--- START OF Supplied records ---
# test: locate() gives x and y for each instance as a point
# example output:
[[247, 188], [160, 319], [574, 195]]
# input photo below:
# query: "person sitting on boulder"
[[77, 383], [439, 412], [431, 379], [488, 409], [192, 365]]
--- END OF Supplied records ---
--- START OF Supplied records ---
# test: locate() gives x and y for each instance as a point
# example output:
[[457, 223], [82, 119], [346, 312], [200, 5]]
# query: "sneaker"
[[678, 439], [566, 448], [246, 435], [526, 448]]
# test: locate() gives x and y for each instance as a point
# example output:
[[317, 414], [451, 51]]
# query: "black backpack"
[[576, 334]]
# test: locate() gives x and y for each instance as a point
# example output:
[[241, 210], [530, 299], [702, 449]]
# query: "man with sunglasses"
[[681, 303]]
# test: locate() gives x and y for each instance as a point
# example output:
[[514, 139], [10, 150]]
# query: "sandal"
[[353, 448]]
--- END OF Supplied records ---
What you are asked to do:
Return each line of the items above that contains the string "query", matching case exactly.

Solution to this exercise:
# query: "person sitting on boulder"
# query: "sneaker"
# query: "black backpack"
# query: "man with sunglasses"
# query: "sandal"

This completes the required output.